**What you will do**: Please reproduce, exactly and with nothing added, the lines of the material below that run from the one containing "Exercise. Point out each instance of the white sky" to the end.

● ● ● ● ●

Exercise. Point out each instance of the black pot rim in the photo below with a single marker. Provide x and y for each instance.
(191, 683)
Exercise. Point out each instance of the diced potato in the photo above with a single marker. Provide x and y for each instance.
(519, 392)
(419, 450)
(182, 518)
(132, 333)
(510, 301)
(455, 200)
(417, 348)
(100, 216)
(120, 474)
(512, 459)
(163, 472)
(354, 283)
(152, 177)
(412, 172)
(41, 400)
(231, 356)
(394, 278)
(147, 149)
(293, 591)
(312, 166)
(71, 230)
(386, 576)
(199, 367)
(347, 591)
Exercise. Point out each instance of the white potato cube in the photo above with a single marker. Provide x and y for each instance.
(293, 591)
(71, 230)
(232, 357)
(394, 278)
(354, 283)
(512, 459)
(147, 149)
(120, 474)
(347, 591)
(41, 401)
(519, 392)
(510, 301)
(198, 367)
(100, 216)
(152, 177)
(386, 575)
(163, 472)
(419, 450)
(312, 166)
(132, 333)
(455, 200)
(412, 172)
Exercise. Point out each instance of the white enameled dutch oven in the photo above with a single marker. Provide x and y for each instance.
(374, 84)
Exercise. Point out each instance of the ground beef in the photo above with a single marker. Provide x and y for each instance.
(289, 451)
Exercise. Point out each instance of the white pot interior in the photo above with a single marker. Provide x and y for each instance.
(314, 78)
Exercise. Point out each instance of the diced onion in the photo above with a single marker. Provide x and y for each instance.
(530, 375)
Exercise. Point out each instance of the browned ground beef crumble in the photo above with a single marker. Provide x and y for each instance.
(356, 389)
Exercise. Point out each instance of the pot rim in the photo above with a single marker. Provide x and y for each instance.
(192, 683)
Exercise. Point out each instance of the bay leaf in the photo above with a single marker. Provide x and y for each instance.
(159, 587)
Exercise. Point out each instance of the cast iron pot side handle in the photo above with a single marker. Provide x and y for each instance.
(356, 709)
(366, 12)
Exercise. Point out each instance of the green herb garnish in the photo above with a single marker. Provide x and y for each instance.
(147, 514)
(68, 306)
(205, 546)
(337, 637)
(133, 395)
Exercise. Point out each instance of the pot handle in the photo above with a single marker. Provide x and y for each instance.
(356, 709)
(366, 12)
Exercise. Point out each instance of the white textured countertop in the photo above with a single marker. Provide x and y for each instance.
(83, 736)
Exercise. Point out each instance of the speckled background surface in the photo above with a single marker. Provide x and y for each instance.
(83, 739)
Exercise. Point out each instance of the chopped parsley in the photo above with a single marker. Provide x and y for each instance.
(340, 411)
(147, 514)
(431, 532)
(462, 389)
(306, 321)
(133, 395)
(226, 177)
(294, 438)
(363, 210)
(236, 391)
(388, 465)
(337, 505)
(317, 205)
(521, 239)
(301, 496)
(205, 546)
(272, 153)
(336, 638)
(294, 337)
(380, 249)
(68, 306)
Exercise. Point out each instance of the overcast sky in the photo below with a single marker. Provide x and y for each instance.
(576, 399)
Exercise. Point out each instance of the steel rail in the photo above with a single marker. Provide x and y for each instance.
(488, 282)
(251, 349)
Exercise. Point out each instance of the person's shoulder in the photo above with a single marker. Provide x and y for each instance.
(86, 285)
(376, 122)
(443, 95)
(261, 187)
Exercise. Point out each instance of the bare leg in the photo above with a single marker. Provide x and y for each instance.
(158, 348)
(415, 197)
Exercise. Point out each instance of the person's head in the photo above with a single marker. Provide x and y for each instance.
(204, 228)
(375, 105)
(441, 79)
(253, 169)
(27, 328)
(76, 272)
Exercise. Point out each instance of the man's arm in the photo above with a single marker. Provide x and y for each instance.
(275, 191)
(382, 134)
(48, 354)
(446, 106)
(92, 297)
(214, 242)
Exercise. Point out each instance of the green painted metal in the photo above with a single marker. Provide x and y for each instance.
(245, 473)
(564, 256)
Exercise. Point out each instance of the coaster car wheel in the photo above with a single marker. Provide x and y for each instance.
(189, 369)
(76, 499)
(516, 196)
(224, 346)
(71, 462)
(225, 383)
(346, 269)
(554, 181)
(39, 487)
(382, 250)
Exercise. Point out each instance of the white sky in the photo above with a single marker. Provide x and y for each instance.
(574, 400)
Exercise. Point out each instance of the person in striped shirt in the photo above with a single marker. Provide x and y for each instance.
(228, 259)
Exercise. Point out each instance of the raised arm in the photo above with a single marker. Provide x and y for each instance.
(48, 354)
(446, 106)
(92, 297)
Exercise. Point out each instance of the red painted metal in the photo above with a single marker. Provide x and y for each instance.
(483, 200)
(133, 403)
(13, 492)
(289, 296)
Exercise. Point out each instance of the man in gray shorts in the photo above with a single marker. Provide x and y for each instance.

● ● ● ● ●

**Result of the task**:
Exercise. Point out each instance of the white sky in the photo above with a single marker. Provide x and y for each instance.
(574, 400)
Exercise. Point out each instance of the person in striped shirt in the photo above with a single marker. Provide x and y for each instance.
(228, 259)
Exercise. Point out each instance of the raised arm in the photo above with a single marker. Provide x and y for each instance.
(48, 354)
(446, 106)
(92, 297)
Exercise. Point out each instance of the red painted metal in the photo above with a single marker. Provide x and y for each instance.
(483, 200)
(133, 403)
(13, 492)
(289, 296)
Exercise. Point out each instance of the man in gray shorts in the photo above with a single marker. Provide x and y for each instance.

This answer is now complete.